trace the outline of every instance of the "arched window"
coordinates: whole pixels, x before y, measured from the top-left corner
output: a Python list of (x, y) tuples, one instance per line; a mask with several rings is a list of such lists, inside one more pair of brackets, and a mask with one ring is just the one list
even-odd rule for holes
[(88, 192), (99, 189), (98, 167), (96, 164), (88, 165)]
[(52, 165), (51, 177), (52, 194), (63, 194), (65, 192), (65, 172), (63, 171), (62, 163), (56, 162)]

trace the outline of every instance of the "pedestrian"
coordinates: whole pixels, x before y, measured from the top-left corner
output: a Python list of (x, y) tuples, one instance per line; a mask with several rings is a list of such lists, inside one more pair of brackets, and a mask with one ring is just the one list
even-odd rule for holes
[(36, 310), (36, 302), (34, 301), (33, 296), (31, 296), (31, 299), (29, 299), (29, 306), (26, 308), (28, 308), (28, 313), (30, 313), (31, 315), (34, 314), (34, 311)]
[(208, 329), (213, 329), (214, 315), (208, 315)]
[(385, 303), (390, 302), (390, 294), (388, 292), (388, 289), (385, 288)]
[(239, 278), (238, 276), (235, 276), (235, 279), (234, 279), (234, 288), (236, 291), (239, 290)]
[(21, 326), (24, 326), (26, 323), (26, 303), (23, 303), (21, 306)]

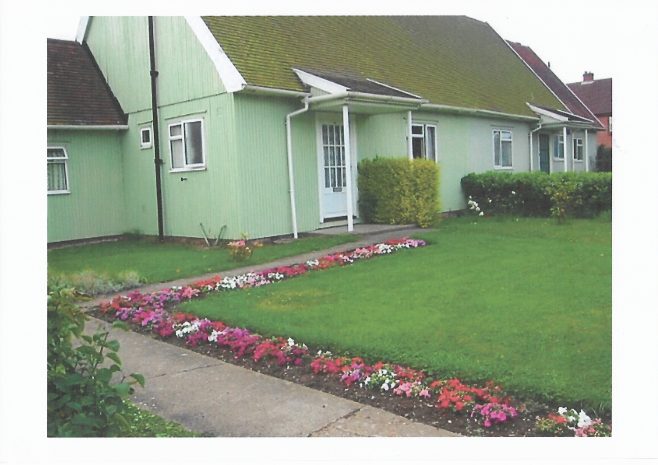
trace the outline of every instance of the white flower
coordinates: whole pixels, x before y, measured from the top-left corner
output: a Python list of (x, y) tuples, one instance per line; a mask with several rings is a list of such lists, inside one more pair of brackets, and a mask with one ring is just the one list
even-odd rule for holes
[(592, 419), (587, 416), (587, 414), (581, 410), (580, 413), (578, 414), (578, 428), (582, 428), (583, 426), (589, 426), (592, 424)]

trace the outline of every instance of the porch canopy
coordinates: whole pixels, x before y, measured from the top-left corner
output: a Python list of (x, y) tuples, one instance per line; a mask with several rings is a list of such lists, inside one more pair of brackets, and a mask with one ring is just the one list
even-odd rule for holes
[(354, 186), (352, 183), (352, 147), (350, 142), (350, 113), (381, 114), (407, 112), (408, 150), (411, 153), (411, 112), (428, 103), (422, 97), (392, 87), (374, 79), (350, 74), (318, 71), (308, 68), (293, 68), (300, 81), (308, 90), (303, 99), (304, 107), (286, 118), (288, 129), (288, 174), (290, 183), (290, 204), (292, 211), (293, 235), (297, 237), (297, 215), (292, 164), (292, 141), (290, 137), (290, 118), (305, 111), (333, 111), (342, 113), (342, 133), (345, 153), (345, 183), (347, 230), (354, 230)]
[[(591, 120), (583, 116), (575, 115), (573, 113), (558, 110), (555, 108), (548, 108), (539, 105), (527, 104), (528, 107), (534, 111), (539, 116), (539, 125), (537, 128), (533, 129), (532, 132), (537, 132), (539, 130), (548, 130), (554, 133), (559, 134), (562, 132), (562, 140), (564, 141), (564, 171), (569, 171), (569, 164), (567, 156), (567, 135), (572, 133), (574, 130), (583, 130), (585, 131), (585, 147), (584, 147), (584, 161), (585, 161), (585, 171), (589, 171), (589, 147), (588, 147), (588, 131), (599, 131), (601, 130), (601, 125), (596, 120)], [(532, 137), (530, 137), (530, 171), (533, 170), (533, 149), (532, 149)], [(573, 141), (572, 141), (573, 144)], [(572, 148), (573, 150), (573, 148)], [(552, 164), (553, 157), (549, 156), (549, 162)], [(572, 169), (573, 167), (572, 162)], [(550, 171), (552, 172), (552, 166)]]

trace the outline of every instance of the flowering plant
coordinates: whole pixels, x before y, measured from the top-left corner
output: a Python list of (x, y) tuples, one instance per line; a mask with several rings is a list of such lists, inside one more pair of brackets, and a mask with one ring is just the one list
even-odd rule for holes
[(475, 200), (473, 200), (472, 196), (468, 196), (468, 202), (466, 203), (468, 204), (468, 209), (475, 213), (477, 216), (484, 216), (484, 212), (480, 208), (480, 205)]
[(243, 233), (242, 239), (239, 241), (232, 241), (227, 244), (233, 261), (242, 262), (248, 259), (253, 255), (255, 248), (261, 247), (263, 245), (259, 241), (253, 241), (251, 244), (249, 244), (247, 242), (247, 237), (248, 236)]
[(600, 418), (592, 420), (584, 410), (560, 407), (557, 414), (550, 412), (546, 417), (537, 418), (537, 431), (559, 436), (610, 436), (611, 429)]
[(489, 402), (488, 404), (477, 404), (473, 407), (471, 418), (479, 415), (484, 419), (484, 427), (489, 428), (496, 423), (504, 423), (518, 415), (516, 409), (507, 404)]
[(363, 380), (363, 385), (370, 389), (379, 389), (381, 391), (388, 391), (397, 386), (398, 380), (395, 379), (395, 372), (390, 365), (383, 365), (376, 371), (373, 371), (370, 376)]

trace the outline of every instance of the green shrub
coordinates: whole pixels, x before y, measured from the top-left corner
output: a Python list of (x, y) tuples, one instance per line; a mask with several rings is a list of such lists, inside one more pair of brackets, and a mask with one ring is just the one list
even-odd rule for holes
[(374, 158), (359, 163), (359, 211), (380, 224), (428, 227), (439, 209), (439, 168), (431, 160)]
[(86, 315), (70, 288), (48, 291), (48, 436), (111, 436), (125, 430), (124, 398), (144, 377), (121, 372), (119, 343), (83, 333)]
[(49, 277), (49, 281), (53, 286), (72, 287), (77, 292), (93, 296), (139, 287), (144, 279), (136, 271), (122, 271), (110, 277), (107, 273), (84, 270), (74, 274), (55, 274)]
[(489, 171), (464, 176), (461, 185), (485, 214), (551, 216), (562, 208), (566, 216), (592, 218), (612, 208), (610, 173)]

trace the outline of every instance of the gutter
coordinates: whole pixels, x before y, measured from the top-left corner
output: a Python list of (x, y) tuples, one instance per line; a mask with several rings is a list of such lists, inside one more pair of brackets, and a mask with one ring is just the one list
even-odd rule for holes
[(158, 240), (164, 240), (164, 221), (162, 211), (162, 179), (160, 166), (163, 164), (160, 158), (160, 123), (158, 120), (158, 94), (157, 83), (158, 71), (155, 69), (155, 38), (153, 35), (153, 16), (148, 17), (149, 34), (149, 60), (151, 64), (151, 111), (153, 113), (153, 164), (155, 165), (155, 195), (158, 208)]
[(539, 118), (535, 116), (526, 116), (526, 115), (516, 115), (513, 113), (503, 113), (500, 111), (493, 111), (493, 110), (478, 110), (475, 108), (465, 108), (465, 107), (455, 107), (451, 105), (439, 105), (436, 103), (426, 103), (421, 106), (421, 110), (439, 110), (439, 111), (447, 111), (450, 113), (458, 113), (458, 114), (467, 114), (467, 115), (484, 115), (484, 116), (495, 116), (499, 118), (506, 118), (506, 119), (516, 119), (516, 120), (522, 120), (522, 121), (538, 121)]
[(275, 95), (279, 97), (310, 97), (309, 92), (299, 92), (296, 90), (275, 89), (273, 87), (252, 86), (243, 84), (241, 91), (261, 95)]
[(128, 129), (127, 124), (49, 124), (46, 126), (48, 129), (82, 129), (94, 131), (124, 131)]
——————————
Copy every line of the records above word for word, and leave the pictures out.

trace the outline of every instance of the "arched window"
coordinates: whole pixels, x before y, measured from the top-left corner
output: a Python list of (x, y) tuples, one instance per line; a mask with several rings is a list of such lists, inside one more pair of brackets, and a mask with one ring is just the one list
even-odd rule for holes
[(88, 192), (99, 189), (98, 167), (96, 164), (88, 165)]
[(52, 165), (51, 177), (52, 194), (63, 194), (65, 192), (65, 172), (63, 171), (62, 163), (56, 162)]

trace the outline of every instance of the "pedestrian"
coordinates: whole pixels, x before y, measured from the top-left corner
output: a Python list of (x, y) tuples, one instance per line; a mask with several rings is a list of such lists, inside one more pair of brackets, and a mask with one ring is just the one list
even-odd rule for holes
[(36, 310), (36, 302), (34, 301), (33, 296), (31, 296), (31, 299), (29, 299), (29, 306), (26, 308), (28, 308), (28, 313), (30, 313), (31, 315), (34, 314), (34, 311)]
[(208, 329), (213, 329), (214, 315), (208, 315)]
[(385, 303), (390, 302), (390, 294), (388, 292), (388, 289), (385, 288)]
[(239, 278), (238, 276), (235, 276), (235, 279), (234, 279), (234, 288), (236, 291), (239, 290)]
[(21, 326), (24, 326), (26, 323), (26, 303), (23, 303), (21, 306)]

trace the outline of every instance of the white flower
coordinates: whole pixels, x before y, measured from the top-left corner
output: a Python list of (x, y) tuples, one instance per line; a mask with several rings is a list of such lists, inside one more pair of brackets, and a mask with one ring is just the one list
even-odd rule for holes
[(592, 419), (587, 416), (587, 414), (581, 410), (580, 413), (578, 414), (578, 428), (582, 428), (583, 426), (589, 426), (592, 424)]

trace the outline of every instance of the porch canopy
coordinates: whole pixels, x before y, measured from the top-left corner
output: a Python list of (x, y) tuples, one instance per line; a mask with several rings is a list of such lists, inside one more pair of brackets, and a mask with one ring is just the one list
even-odd rule for holes
[(354, 186), (352, 183), (352, 147), (350, 142), (350, 113), (381, 114), (407, 112), (408, 150), (411, 153), (411, 112), (428, 103), (422, 97), (392, 87), (374, 79), (350, 74), (318, 71), (308, 68), (293, 68), (300, 81), (308, 90), (303, 99), (304, 107), (286, 118), (288, 129), (288, 174), (290, 183), (290, 204), (292, 211), (293, 235), (297, 237), (297, 215), (292, 164), (292, 141), (290, 137), (290, 118), (305, 111), (333, 111), (342, 113), (342, 133), (345, 153), (345, 183), (347, 230), (354, 230)]
[[(591, 120), (583, 116), (575, 115), (573, 113), (558, 110), (555, 108), (548, 108), (539, 105), (527, 104), (528, 107), (534, 111), (539, 116), (539, 125), (537, 128), (533, 129), (532, 132), (537, 132), (539, 130), (548, 130), (554, 133), (559, 134), (562, 132), (562, 140), (564, 141), (564, 171), (569, 171), (569, 164), (567, 156), (567, 135), (572, 133), (574, 130), (583, 130), (585, 131), (585, 147), (584, 147), (584, 161), (585, 161), (585, 171), (589, 171), (589, 147), (588, 147), (588, 131), (599, 131), (601, 130), (601, 125), (596, 120)], [(532, 137), (530, 137), (530, 171), (533, 170), (533, 149), (532, 149)], [(573, 141), (572, 141), (573, 144)], [(572, 148), (573, 150), (573, 148)], [(552, 164), (553, 157), (549, 156), (549, 162)], [(572, 169), (573, 167), (572, 162)], [(550, 171), (552, 172), (552, 166)]]

trace the outline of every instance of the flowering plant
coordinates: whole pixels, x before y, measured from the top-left corner
output: a Python list of (x, y) tuples, one instance per line; a mask with several rings is a list of such lists, inside one more pair of brackets, and a mask with one ring is just the one list
even-odd rule for holes
[(475, 200), (473, 200), (472, 196), (468, 196), (468, 202), (466, 203), (468, 204), (468, 209), (475, 213), (477, 216), (484, 216), (484, 212), (480, 208), (480, 205)]
[(243, 233), (242, 239), (239, 241), (232, 241), (227, 244), (233, 261), (242, 262), (248, 259), (253, 255), (255, 248), (261, 247), (263, 245), (259, 241), (253, 241), (251, 244), (249, 244), (247, 242), (247, 237), (248, 236)]
[(600, 418), (592, 420), (584, 410), (560, 407), (557, 414), (550, 412), (546, 417), (537, 418), (537, 431), (559, 436), (610, 436), (611, 429)]
[(489, 402), (488, 404), (477, 404), (473, 407), (471, 418), (479, 415), (484, 419), (484, 427), (489, 428), (496, 423), (504, 423), (518, 415), (516, 409), (507, 404)]
[(363, 380), (363, 385), (370, 389), (379, 389), (381, 391), (388, 391), (397, 386), (398, 380), (395, 379), (395, 372), (390, 365), (383, 365), (376, 371), (373, 371), (370, 376)]

trace the outline of every instance of the green shrub
coordinates: whole pixels, x before y, measured from the top-left corner
output: a Python list of (x, y) tuples, one instance per line; a mask with several rings is a list of such lists, inside one more pair of brackets, and a mask with one ring is just the one list
even-odd rule for holes
[(374, 158), (359, 163), (359, 211), (380, 224), (428, 227), (439, 209), (439, 168), (431, 160)]
[(86, 315), (70, 288), (48, 291), (48, 436), (111, 436), (125, 430), (124, 398), (144, 377), (121, 372), (119, 343), (83, 333)]
[(49, 277), (49, 281), (53, 286), (72, 287), (77, 292), (93, 296), (139, 287), (144, 279), (136, 271), (122, 271), (110, 277), (107, 273), (84, 270), (74, 274), (55, 274)]
[(489, 171), (464, 176), (461, 185), (485, 214), (551, 216), (562, 208), (566, 216), (592, 218), (612, 208), (610, 173)]

trace the outline of every instance of the gutter
coordinates: whole pixels, x before y, measured from the top-left corner
output: a Python list of (x, y) tuples, one instance per line; a mask with several rings is a list of such lists, inside one more pair of brackets, and a mask with one ring is just the one list
even-odd rule for holes
[(158, 240), (164, 240), (164, 221), (162, 211), (162, 179), (160, 166), (163, 164), (160, 158), (160, 123), (158, 120), (158, 94), (157, 83), (158, 71), (155, 69), (155, 38), (153, 35), (153, 16), (148, 17), (149, 34), (149, 60), (151, 64), (151, 111), (153, 113), (153, 164), (155, 165), (155, 195), (158, 208)]
[(539, 118), (535, 116), (526, 116), (526, 115), (516, 115), (513, 113), (503, 113), (500, 111), (493, 111), (493, 110), (478, 110), (475, 108), (465, 108), (465, 107), (455, 107), (451, 105), (439, 105), (436, 103), (426, 103), (421, 106), (421, 110), (439, 110), (439, 111), (447, 111), (450, 113), (458, 113), (458, 114), (467, 114), (467, 115), (484, 115), (484, 116), (495, 116), (499, 118), (506, 118), (506, 119), (516, 119), (516, 120), (522, 120), (522, 121), (538, 121)]
[(275, 95), (279, 97), (310, 97), (309, 92), (299, 92), (296, 90), (275, 89), (273, 87), (252, 86), (243, 84), (241, 91), (261, 95)]
[(128, 129), (127, 124), (49, 124), (46, 126), (48, 129), (82, 129), (94, 131), (124, 131)]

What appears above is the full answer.